Supplied material:

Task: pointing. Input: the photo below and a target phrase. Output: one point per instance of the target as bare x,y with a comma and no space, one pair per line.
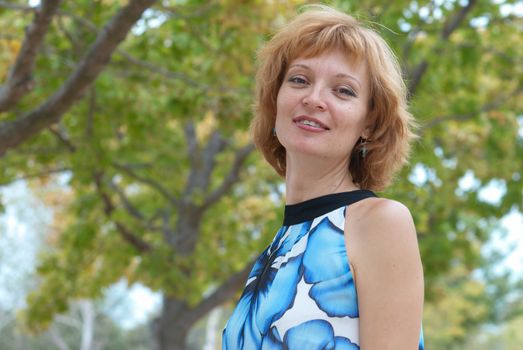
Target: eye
297,79
346,91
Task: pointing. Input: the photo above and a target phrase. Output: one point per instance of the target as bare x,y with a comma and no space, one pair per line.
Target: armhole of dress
346,241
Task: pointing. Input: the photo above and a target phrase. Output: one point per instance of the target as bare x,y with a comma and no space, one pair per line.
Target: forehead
335,61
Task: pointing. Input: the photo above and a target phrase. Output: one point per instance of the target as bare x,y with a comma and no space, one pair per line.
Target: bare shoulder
380,228
383,252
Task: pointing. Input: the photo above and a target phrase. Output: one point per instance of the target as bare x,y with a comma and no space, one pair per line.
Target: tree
165,189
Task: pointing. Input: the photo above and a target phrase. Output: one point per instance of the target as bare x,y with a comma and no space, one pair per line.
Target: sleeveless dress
300,294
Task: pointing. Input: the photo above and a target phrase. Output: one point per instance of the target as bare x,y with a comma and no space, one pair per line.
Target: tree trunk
171,328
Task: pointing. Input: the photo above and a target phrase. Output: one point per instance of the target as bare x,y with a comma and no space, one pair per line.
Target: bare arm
383,249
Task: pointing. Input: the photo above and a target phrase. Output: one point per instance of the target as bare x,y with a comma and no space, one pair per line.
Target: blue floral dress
300,294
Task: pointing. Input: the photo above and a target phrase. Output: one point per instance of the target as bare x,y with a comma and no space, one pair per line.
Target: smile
310,123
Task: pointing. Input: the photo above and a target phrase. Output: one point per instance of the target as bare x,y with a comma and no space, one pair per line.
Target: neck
310,179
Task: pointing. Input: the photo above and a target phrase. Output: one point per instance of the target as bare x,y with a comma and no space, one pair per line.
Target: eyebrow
339,75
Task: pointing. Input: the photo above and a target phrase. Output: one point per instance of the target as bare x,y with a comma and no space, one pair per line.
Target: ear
365,134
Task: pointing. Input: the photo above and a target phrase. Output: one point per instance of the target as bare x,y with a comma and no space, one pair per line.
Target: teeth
310,123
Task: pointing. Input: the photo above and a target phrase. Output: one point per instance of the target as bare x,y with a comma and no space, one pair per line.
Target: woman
344,270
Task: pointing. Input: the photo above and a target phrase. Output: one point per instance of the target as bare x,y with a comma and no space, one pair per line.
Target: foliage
156,144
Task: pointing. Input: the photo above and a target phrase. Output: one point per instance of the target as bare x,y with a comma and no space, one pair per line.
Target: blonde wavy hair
321,29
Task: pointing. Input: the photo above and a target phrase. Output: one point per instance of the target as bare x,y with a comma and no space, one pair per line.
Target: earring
363,148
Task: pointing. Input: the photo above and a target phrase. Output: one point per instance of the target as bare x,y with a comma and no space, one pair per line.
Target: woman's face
322,106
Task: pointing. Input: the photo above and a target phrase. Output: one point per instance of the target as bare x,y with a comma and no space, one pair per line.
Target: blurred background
133,201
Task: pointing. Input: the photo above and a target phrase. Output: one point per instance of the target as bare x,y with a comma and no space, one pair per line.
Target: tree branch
232,177
20,80
160,70
157,186
35,175
96,59
203,163
109,208
448,28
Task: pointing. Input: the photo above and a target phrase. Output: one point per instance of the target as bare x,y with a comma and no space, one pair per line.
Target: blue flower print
333,287
270,291
299,337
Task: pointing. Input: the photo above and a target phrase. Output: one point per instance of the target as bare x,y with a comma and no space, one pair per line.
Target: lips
310,122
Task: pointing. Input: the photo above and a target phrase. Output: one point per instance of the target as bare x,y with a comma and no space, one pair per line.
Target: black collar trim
312,208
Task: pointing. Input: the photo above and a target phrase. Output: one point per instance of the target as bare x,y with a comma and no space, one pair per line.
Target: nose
313,99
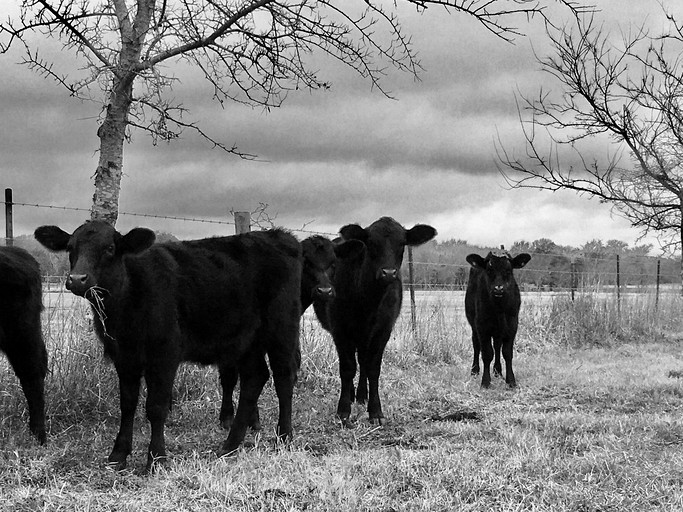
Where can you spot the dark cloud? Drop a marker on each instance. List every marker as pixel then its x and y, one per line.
pixel 326 157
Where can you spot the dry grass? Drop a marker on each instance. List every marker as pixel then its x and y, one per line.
pixel 594 425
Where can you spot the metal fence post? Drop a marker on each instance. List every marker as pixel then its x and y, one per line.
pixel 242 222
pixel 659 266
pixel 618 288
pixel 9 227
pixel 411 287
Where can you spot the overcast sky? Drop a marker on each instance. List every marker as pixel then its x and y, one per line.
pixel 326 158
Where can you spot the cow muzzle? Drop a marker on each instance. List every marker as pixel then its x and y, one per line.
pixel 323 293
pixel 387 275
pixel 78 284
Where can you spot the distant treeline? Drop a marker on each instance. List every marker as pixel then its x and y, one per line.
pixel 443 264
pixel 551 267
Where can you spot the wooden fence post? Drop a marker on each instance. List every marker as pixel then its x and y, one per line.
pixel 242 222
pixel 9 227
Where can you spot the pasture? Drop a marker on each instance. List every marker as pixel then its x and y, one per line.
pixel 595 423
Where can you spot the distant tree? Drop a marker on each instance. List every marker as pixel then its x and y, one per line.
pixel 626 91
pixel 544 246
pixel 250 51
pixel 521 246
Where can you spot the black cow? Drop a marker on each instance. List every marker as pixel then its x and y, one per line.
pixel 367 303
pixel 21 338
pixel 492 304
pixel 227 301
pixel 318 258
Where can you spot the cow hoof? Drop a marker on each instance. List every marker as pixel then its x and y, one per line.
pixel 117 461
pixel 153 464
pixel 116 466
pixel 40 435
pixel 226 451
pixel 347 423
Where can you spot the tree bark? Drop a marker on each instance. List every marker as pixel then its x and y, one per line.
pixel 680 233
pixel 112 134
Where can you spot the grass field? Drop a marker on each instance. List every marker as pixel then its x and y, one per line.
pixel 595 424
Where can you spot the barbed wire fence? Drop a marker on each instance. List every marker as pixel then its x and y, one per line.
pixel 577 273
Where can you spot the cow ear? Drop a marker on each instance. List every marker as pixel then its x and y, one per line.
pixel 353 232
pixel 419 234
pixel 476 261
pixel 136 240
pixel 520 260
pixel 52 237
pixel 348 248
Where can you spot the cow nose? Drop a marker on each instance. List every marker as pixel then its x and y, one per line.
pixel 388 273
pixel 324 292
pixel 77 283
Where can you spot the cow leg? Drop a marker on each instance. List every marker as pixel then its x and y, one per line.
pixel 253 376
pixel 497 369
pixel 475 346
pixel 362 389
pixel 129 390
pixel 284 378
pixel 159 379
pixel 374 404
pixel 228 377
pixel 487 357
pixel 508 344
pixel 507 355
pixel 30 368
pixel 347 372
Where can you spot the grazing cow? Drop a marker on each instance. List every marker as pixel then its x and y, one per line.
pixel 228 301
pixel 367 303
pixel 492 304
pixel 21 302
pixel 318 258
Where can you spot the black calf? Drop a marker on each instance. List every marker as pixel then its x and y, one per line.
pixel 21 338
pixel 492 303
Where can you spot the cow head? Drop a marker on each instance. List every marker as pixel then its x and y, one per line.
pixel 319 257
pixel 498 270
pixel 95 250
pixel 385 240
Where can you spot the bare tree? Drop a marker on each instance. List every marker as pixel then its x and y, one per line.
pixel 250 51
pixel 624 93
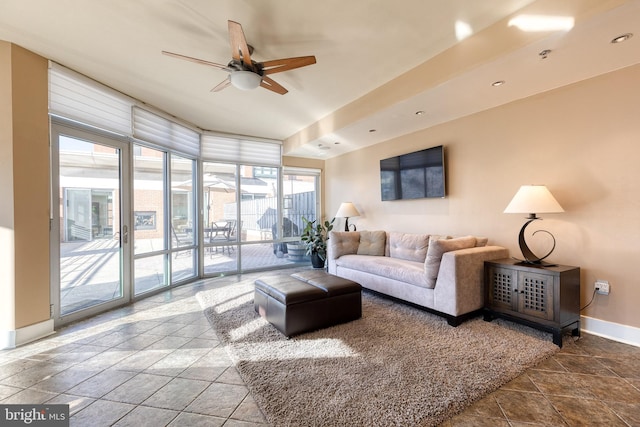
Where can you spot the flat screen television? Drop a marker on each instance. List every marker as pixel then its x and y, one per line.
pixel 414 175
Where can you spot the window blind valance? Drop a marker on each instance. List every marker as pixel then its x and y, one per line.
pixel 158 130
pixel 241 150
pixel 76 97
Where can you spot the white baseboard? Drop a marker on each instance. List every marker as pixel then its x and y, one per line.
pixel 13 339
pixel 613 331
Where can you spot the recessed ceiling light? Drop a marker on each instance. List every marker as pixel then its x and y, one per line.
pixel 536 23
pixel 622 38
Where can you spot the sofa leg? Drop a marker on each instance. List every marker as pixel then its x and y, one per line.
pixel 454 321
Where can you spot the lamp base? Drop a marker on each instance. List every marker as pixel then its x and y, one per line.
pixel 529 257
pixel 346 225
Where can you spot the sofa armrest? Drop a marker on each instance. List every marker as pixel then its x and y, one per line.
pixel 341 243
pixel 460 285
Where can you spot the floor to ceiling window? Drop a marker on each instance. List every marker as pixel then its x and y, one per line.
pixel 165 235
pixel 146 203
pixel 90 228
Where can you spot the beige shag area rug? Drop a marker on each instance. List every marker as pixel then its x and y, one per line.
pixel 396 366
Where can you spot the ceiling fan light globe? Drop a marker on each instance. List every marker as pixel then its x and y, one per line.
pixel 245 80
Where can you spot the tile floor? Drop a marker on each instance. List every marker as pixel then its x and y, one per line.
pixel 158 362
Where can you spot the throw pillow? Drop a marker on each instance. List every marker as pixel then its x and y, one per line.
pixel 343 243
pixel 481 241
pixel 372 243
pixel 412 247
pixel 437 248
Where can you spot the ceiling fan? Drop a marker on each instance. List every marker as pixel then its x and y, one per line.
pixel 244 72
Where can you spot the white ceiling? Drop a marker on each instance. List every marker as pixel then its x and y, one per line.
pixel 360 46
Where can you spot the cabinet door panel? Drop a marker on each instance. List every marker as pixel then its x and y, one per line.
pixel 502 292
pixel 536 295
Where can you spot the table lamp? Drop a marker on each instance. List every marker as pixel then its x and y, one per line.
pixel 347 210
pixel 533 199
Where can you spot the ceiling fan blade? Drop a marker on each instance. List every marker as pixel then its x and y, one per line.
pixel 226 82
pixel 239 47
pixel 279 65
pixel 269 83
pixel 196 60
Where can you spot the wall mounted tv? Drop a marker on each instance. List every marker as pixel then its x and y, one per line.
pixel 414 175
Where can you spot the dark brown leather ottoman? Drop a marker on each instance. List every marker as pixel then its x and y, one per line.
pixel 307 301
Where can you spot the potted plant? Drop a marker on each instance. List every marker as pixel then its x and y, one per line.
pixel 315 236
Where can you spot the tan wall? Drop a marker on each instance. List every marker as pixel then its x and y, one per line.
pixel 7 315
pixel 582 141
pixel 30 185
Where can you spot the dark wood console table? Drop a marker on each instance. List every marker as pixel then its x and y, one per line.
pixel 546 298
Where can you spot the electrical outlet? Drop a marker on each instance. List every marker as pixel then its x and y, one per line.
pixel 602 287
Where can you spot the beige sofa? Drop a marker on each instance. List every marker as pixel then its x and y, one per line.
pixel 441 274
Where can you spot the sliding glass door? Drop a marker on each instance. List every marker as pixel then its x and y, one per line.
pixel 89 227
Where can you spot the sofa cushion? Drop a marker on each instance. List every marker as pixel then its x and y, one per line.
pixel 437 248
pixel 372 243
pixel 393 268
pixel 411 247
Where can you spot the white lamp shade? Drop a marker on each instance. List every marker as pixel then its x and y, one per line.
pixel 533 199
pixel 245 80
pixel 347 210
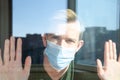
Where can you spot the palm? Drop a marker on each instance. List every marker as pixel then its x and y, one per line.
pixel 11 67
pixel 111 70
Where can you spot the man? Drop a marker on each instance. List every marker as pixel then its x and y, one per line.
pixel 61 46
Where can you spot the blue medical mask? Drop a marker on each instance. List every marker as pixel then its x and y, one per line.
pixel 58 56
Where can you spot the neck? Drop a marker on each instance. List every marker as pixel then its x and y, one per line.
pixel 53 73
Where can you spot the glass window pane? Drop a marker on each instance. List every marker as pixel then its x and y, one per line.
pixel 100 18
pixel 31 16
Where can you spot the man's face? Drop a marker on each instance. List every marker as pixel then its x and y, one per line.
pixel 66 36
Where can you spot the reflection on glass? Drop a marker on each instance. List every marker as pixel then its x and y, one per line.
pixel 31 16
pixel 100 18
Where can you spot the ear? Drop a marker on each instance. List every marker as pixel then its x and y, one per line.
pixel 80 44
pixel 44 40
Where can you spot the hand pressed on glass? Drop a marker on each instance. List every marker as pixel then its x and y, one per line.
pixel 11 65
pixel 111 70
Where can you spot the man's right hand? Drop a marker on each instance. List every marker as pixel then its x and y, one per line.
pixel 11 65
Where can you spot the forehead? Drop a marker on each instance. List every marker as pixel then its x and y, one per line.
pixel 62 29
pixel 69 30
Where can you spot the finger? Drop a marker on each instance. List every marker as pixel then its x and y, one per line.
pixel 6 52
pixel 110 49
pixel 12 48
pixel 119 58
pixel 106 53
pixel 19 50
pixel 27 65
pixel 114 51
pixel 100 70
pixel 0 58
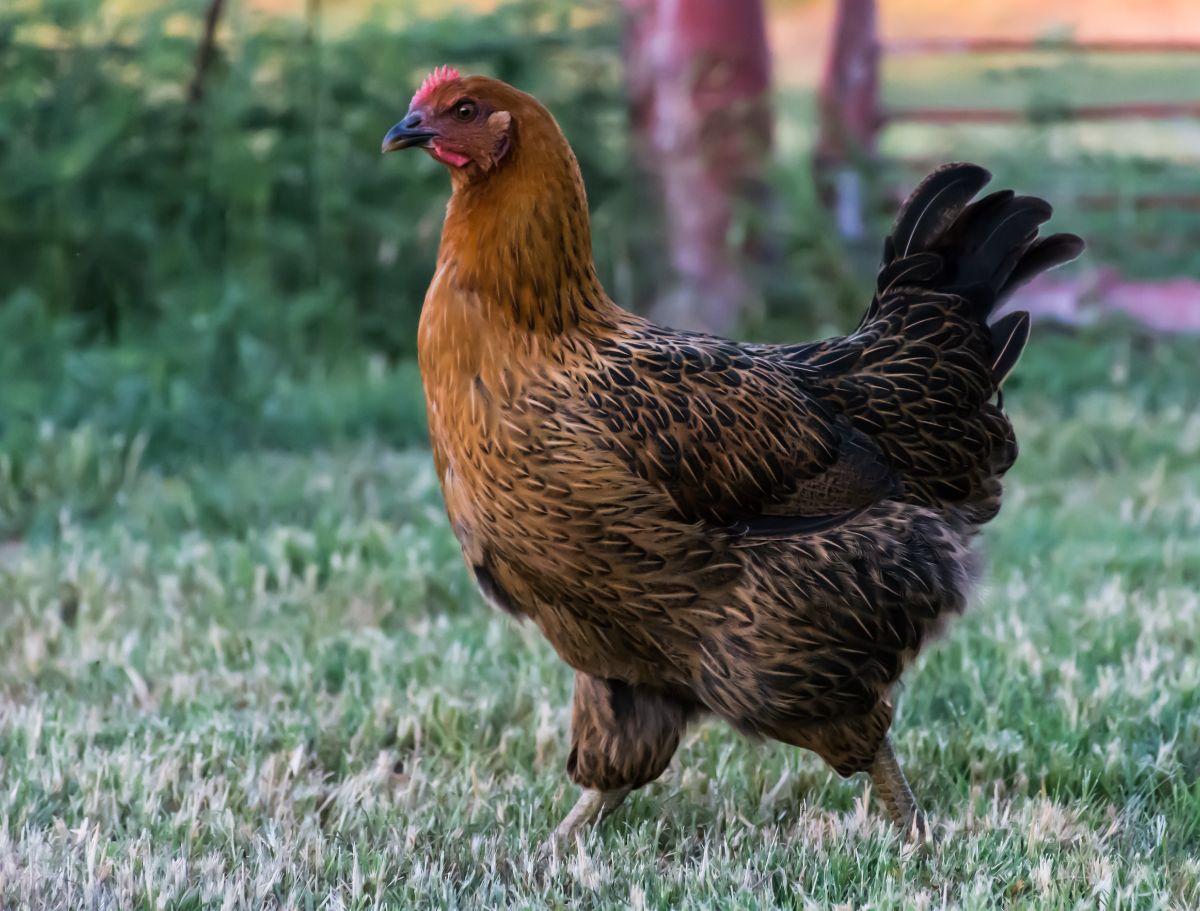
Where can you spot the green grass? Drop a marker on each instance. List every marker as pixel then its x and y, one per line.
pixel 270 683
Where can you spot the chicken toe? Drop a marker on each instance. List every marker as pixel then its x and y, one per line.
pixel 592 807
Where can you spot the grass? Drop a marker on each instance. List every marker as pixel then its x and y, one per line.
pixel 269 683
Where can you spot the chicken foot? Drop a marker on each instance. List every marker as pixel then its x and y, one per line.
pixel 592 808
pixel 897 795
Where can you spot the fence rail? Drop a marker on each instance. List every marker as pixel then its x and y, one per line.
pixel 852 113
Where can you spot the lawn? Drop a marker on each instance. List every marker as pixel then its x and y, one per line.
pixel 269 683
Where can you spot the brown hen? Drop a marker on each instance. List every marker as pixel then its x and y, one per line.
pixel 766 533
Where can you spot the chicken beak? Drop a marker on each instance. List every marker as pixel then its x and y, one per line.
pixel 407 133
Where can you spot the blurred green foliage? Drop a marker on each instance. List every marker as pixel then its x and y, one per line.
pixel 172 263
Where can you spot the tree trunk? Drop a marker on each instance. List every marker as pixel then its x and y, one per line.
pixel 700 79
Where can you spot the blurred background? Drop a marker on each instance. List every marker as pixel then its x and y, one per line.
pixel 241 664
pixel 203 249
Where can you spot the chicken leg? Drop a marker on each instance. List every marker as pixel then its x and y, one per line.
pixel 895 795
pixel 592 807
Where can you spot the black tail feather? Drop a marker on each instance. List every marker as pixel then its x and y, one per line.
pixel 981 251
pixel 1008 337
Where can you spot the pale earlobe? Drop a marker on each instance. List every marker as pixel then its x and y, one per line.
pixel 499 126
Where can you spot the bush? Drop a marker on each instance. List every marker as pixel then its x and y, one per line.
pixel 172 263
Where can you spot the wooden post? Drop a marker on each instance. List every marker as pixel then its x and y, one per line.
pixel 849 107
pixel 700 79
pixel 205 52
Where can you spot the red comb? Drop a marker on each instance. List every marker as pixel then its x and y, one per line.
pixel 442 75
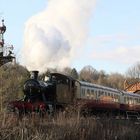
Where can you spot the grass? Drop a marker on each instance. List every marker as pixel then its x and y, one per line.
pixel 62 127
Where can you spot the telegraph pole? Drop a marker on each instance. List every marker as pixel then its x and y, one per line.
pixel 4 56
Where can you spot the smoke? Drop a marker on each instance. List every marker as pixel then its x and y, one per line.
pixel 53 37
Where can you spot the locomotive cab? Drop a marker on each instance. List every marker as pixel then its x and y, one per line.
pixel 65 88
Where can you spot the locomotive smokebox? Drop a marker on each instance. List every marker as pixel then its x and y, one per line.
pixel 34 74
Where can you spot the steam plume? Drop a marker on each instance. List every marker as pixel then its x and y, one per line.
pixel 52 37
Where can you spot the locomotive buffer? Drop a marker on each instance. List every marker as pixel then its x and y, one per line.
pixel 6 54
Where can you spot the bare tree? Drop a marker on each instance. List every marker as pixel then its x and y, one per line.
pixel 134 71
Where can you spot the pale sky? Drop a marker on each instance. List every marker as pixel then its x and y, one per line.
pixel 113 42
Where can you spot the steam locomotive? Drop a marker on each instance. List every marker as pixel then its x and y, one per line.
pixel 60 91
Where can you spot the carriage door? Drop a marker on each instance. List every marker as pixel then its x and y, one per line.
pixel 63 91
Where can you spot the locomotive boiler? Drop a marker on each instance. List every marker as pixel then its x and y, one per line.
pixel 45 96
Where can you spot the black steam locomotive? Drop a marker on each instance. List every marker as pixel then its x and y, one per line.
pixel 60 91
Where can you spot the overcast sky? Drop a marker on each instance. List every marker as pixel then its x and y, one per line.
pixel 113 42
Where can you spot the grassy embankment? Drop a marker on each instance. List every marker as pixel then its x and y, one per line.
pixel 66 128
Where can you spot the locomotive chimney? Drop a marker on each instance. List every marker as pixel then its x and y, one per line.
pixel 34 74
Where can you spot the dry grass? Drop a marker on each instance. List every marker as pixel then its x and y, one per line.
pixel 66 128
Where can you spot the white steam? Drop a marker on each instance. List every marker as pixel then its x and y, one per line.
pixel 53 37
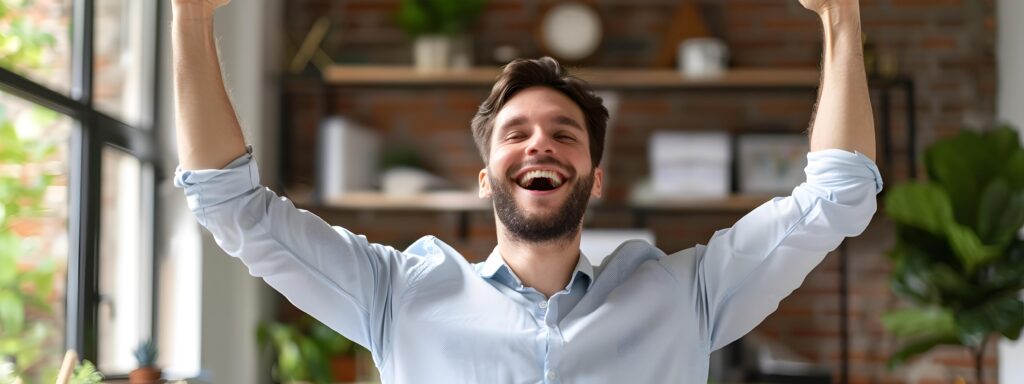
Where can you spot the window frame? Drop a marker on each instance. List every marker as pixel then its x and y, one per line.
pixel 91 132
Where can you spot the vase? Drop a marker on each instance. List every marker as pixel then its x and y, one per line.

Problem description: Beginning with the line that contains "Where can you spot the black steam" in the data above, please copy each line exactly until the last line, both ends included, skipping any pictures.

Task output:
Where can you spot the black steam locomotive? Drop a marker on each instance. List every marker as pixel then its x and y, one per line.
pixel 60 91
Where can you spot the overcast sky? Drop a marker on each instance. List every marker as pixel then its x and y, one per line.
pixel 113 42
Where can you spot the grassy embankment? Drop a marker on each instance. List every marker as pixel then its x and y, one per line.
pixel 66 128
Where can you spot the locomotive chimney? Drop a marker on each instance. List every marker as pixel then its x and y, one per line.
pixel 34 74
Where can you spot the dry grass? Drop a marker on each instance. List every marker as pixel then its x and y, one per line.
pixel 66 128
Where can you spot the white steam? Drop a marker on each instance. List every marker as pixel then its x and y, one per line.
pixel 53 37
Where can you spot the window frame? Drop a marker on each instance. List every marker as pixel then its x and y, one per line.
pixel 91 132
Where can you spot the vase? Drop a marker on each instance. List every marker as pixel then its x and y, one per line.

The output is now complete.